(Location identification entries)
"""
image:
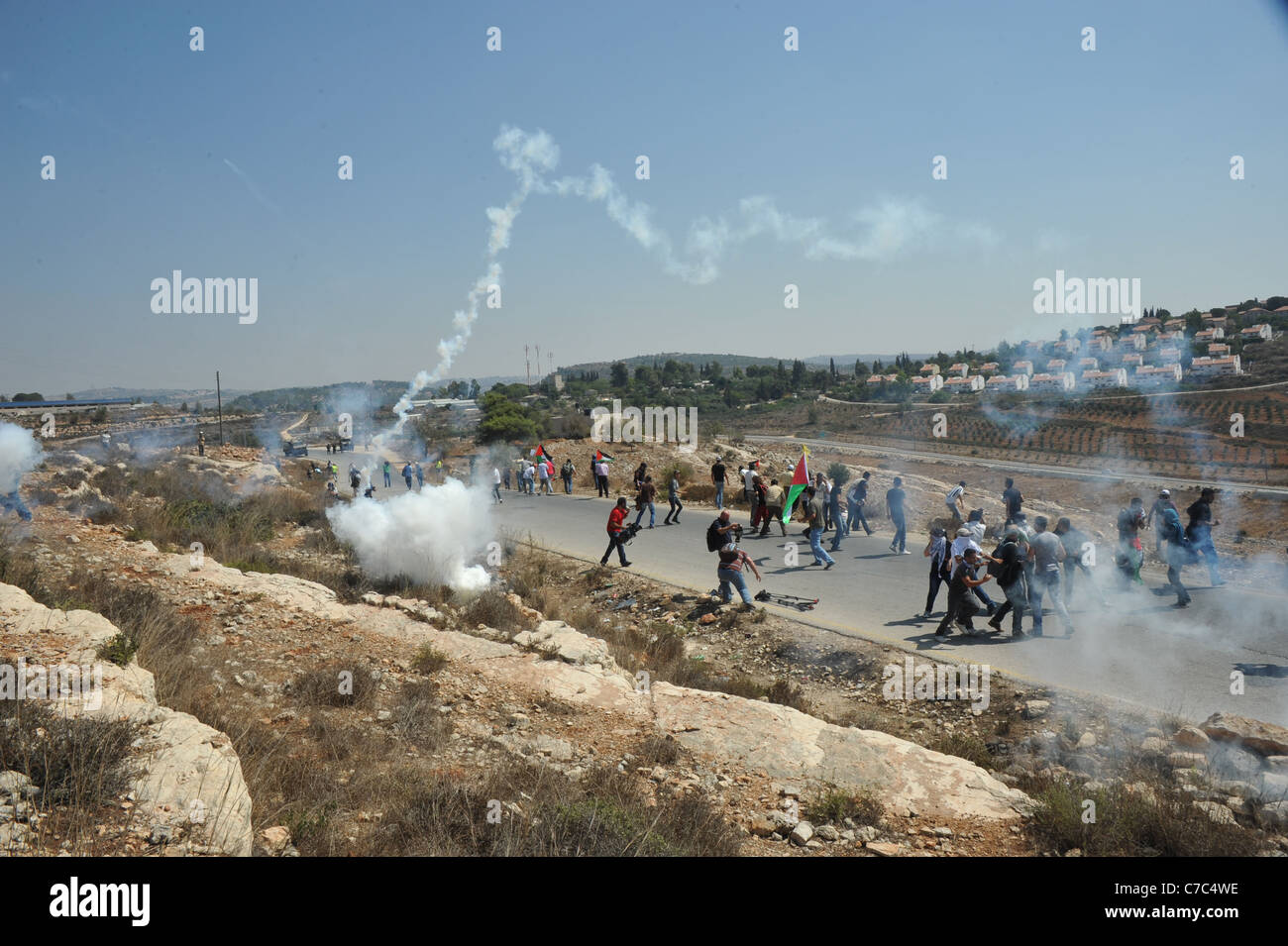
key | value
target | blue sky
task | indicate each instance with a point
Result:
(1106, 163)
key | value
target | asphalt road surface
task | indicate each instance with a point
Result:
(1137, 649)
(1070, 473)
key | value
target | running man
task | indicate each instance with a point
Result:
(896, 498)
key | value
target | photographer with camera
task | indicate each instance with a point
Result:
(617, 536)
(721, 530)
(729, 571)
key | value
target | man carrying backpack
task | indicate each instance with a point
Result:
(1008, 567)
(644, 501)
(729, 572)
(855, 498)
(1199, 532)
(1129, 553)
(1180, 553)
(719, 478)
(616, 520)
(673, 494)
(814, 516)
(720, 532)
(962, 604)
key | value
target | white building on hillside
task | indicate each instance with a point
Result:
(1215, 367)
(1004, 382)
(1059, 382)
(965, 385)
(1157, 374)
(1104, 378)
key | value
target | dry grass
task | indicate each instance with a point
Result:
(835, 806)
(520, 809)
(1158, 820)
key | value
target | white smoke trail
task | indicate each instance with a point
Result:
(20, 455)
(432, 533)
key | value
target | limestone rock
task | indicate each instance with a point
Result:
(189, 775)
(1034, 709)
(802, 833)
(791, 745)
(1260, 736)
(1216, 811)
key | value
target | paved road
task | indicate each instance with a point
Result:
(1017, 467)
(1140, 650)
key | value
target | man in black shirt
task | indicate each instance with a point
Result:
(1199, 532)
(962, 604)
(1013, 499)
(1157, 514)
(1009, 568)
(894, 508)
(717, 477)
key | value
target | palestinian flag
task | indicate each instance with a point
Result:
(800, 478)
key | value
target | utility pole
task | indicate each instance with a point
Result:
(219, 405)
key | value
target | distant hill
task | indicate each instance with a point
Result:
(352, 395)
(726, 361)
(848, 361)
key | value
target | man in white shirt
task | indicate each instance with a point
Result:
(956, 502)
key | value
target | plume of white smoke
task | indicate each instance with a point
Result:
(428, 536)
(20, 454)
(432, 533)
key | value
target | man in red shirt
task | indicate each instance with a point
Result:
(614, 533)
"""
"""
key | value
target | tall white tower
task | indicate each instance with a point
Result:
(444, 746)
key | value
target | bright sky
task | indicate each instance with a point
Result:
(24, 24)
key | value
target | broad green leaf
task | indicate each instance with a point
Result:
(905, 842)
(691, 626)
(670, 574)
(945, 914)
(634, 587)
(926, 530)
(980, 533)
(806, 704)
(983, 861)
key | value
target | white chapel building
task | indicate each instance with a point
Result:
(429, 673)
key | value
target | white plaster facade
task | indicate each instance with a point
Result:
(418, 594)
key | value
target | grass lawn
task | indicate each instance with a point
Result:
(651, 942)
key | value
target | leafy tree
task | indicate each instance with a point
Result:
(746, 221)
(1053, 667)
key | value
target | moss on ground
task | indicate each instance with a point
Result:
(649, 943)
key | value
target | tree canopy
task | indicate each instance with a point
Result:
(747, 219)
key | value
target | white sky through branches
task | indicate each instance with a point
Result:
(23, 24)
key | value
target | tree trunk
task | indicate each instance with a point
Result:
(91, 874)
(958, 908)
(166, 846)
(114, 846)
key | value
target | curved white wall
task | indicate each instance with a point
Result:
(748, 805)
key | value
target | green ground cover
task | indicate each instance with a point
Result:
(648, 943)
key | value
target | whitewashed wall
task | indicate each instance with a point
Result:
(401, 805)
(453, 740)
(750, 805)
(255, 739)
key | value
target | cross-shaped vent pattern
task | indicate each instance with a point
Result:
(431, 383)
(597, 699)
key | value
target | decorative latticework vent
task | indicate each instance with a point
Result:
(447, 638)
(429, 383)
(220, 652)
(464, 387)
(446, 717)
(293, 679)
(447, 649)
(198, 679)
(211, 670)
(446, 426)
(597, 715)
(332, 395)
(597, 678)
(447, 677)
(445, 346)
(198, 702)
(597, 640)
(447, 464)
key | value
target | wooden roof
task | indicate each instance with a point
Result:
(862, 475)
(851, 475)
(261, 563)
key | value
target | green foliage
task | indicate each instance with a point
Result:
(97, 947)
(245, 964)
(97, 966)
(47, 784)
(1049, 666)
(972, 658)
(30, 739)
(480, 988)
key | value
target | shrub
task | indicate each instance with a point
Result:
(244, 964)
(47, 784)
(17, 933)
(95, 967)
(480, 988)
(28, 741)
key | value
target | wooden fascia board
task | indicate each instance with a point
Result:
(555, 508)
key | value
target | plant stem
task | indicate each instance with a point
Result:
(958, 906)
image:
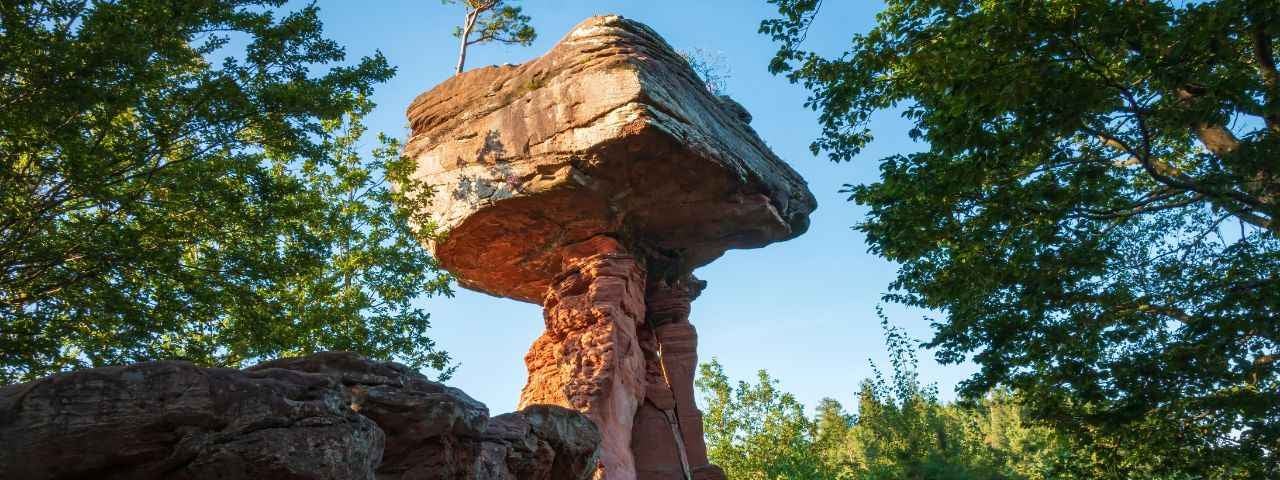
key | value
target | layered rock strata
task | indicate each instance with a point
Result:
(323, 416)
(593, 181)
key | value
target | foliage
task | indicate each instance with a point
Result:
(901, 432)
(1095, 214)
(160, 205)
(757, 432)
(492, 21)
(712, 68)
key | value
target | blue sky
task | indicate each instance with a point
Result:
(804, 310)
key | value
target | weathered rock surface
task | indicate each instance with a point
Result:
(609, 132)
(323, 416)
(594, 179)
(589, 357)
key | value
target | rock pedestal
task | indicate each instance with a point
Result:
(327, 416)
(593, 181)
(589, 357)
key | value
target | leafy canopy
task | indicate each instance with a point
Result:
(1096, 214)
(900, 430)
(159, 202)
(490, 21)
"""
"""
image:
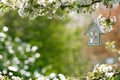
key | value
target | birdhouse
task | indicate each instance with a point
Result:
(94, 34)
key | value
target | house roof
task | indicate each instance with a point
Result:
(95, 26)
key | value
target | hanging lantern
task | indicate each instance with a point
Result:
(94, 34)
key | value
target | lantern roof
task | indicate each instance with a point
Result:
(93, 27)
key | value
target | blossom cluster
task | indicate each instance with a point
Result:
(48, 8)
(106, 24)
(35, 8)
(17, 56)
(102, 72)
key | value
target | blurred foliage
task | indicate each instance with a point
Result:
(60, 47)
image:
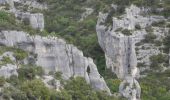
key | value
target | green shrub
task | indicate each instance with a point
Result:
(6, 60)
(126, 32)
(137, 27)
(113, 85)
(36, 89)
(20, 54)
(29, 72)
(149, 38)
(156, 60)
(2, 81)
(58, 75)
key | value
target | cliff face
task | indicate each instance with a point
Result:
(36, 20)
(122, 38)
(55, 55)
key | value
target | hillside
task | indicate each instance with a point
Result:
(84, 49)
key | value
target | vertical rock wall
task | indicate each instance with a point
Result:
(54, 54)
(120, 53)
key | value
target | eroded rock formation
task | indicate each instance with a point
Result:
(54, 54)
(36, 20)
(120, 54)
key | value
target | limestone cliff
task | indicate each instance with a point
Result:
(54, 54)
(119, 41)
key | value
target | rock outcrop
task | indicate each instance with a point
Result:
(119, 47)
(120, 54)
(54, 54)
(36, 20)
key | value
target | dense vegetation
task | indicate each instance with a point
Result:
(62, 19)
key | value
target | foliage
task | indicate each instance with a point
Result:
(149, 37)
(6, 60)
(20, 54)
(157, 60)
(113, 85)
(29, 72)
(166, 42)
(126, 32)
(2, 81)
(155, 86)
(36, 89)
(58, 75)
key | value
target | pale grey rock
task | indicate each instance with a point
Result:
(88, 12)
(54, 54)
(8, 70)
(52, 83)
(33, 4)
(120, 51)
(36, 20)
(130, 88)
"""
# Task to complete:
Please return each line above that contains the word "vent". Case matters.

# Full solution:
target | cross-shaped vent pattern
target | decorative latticework vent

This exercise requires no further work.